# Data records

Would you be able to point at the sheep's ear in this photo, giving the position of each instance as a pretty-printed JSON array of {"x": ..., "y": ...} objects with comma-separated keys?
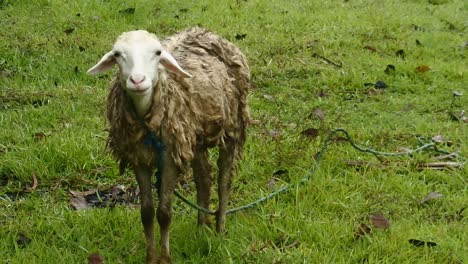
[
  {"x": 171, "y": 64},
  {"x": 106, "y": 62}
]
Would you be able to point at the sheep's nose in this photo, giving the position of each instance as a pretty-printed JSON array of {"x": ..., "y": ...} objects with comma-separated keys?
[{"x": 137, "y": 79}]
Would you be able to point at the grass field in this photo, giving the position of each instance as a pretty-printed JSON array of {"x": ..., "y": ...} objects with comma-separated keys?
[{"x": 315, "y": 65}]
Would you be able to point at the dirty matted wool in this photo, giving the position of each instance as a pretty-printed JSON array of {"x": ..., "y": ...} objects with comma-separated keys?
[{"x": 186, "y": 113}]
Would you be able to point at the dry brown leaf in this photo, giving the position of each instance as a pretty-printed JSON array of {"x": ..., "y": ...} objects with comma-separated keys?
[
  {"x": 85, "y": 193},
  {"x": 32, "y": 188},
  {"x": 78, "y": 202},
  {"x": 362, "y": 230},
  {"x": 441, "y": 165},
  {"x": 422, "y": 68},
  {"x": 379, "y": 220},
  {"x": 432, "y": 196},
  {"x": 419, "y": 243},
  {"x": 95, "y": 258},
  {"x": 22, "y": 240},
  {"x": 319, "y": 114},
  {"x": 438, "y": 139},
  {"x": 310, "y": 132}
]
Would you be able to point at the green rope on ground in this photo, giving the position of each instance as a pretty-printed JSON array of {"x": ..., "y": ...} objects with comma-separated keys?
[{"x": 318, "y": 157}]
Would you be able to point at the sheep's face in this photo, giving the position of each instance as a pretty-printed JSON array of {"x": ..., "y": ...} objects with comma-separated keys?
[{"x": 138, "y": 55}]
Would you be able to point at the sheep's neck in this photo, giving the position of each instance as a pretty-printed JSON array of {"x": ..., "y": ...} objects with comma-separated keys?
[{"x": 142, "y": 102}]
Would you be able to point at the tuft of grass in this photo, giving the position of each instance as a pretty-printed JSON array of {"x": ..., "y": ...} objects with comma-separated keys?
[{"x": 304, "y": 56}]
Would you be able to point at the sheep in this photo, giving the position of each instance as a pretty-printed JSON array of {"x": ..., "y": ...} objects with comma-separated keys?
[{"x": 190, "y": 91}]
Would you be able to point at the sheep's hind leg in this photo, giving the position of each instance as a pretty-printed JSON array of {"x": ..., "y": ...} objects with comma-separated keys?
[
  {"x": 143, "y": 176},
  {"x": 163, "y": 213},
  {"x": 202, "y": 175},
  {"x": 225, "y": 166}
]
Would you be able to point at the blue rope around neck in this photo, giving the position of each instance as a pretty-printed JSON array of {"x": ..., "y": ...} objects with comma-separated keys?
[{"x": 159, "y": 148}]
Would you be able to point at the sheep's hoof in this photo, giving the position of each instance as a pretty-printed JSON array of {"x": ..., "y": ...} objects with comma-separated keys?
[
  {"x": 204, "y": 221},
  {"x": 151, "y": 257}
]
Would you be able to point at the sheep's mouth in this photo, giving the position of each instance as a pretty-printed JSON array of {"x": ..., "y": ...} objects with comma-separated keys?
[{"x": 139, "y": 91}]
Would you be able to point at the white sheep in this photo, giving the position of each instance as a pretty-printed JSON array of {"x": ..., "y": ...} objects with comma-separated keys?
[{"x": 198, "y": 100}]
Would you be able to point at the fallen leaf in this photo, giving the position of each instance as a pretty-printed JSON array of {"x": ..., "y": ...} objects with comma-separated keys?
[
  {"x": 274, "y": 133},
  {"x": 5, "y": 74},
  {"x": 271, "y": 183},
  {"x": 418, "y": 28},
  {"x": 438, "y": 139},
  {"x": 22, "y": 240},
  {"x": 441, "y": 165},
  {"x": 422, "y": 68},
  {"x": 69, "y": 30},
  {"x": 32, "y": 188},
  {"x": 401, "y": 54},
  {"x": 312, "y": 43},
  {"x": 390, "y": 69},
  {"x": 419, "y": 243},
  {"x": 255, "y": 122},
  {"x": 117, "y": 190},
  {"x": 457, "y": 93},
  {"x": 404, "y": 150},
  {"x": 78, "y": 202},
  {"x": 380, "y": 85},
  {"x": 322, "y": 93},
  {"x": 310, "y": 132},
  {"x": 432, "y": 196},
  {"x": 379, "y": 220},
  {"x": 280, "y": 172},
  {"x": 39, "y": 136},
  {"x": 240, "y": 36},
  {"x": 95, "y": 258},
  {"x": 370, "y": 48},
  {"x": 294, "y": 244},
  {"x": 319, "y": 114},
  {"x": 128, "y": 11},
  {"x": 362, "y": 230},
  {"x": 85, "y": 193},
  {"x": 445, "y": 157}
]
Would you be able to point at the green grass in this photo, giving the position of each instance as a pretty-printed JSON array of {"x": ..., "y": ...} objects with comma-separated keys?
[{"x": 52, "y": 126}]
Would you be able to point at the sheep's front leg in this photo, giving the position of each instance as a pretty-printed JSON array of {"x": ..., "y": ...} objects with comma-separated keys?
[
  {"x": 225, "y": 166},
  {"x": 202, "y": 175},
  {"x": 168, "y": 181},
  {"x": 143, "y": 176}
]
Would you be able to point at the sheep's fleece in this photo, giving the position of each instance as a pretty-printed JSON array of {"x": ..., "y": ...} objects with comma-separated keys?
[{"x": 186, "y": 112}]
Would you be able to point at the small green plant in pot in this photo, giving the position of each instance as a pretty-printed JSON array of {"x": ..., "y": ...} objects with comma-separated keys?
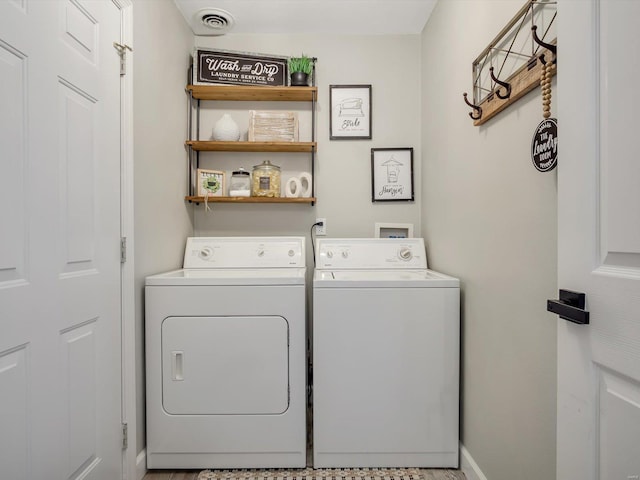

# Work to complete
Copy out each line of the records above that contains the string "neck". Matching is case-sensitive.

# Solution for this exercise
Would you be able to point at the sheep's neck in this photo, giving the position of each instance as a pretty-printed JSON array of {"x": ..., "y": ...} objects with comma-separated keys?
Would you be able to point at the blue rope around neck in this photo, giving the position of each instance as a pretty-printed JSON array of {"x": ..., "y": ...} objects with comma-separated keys?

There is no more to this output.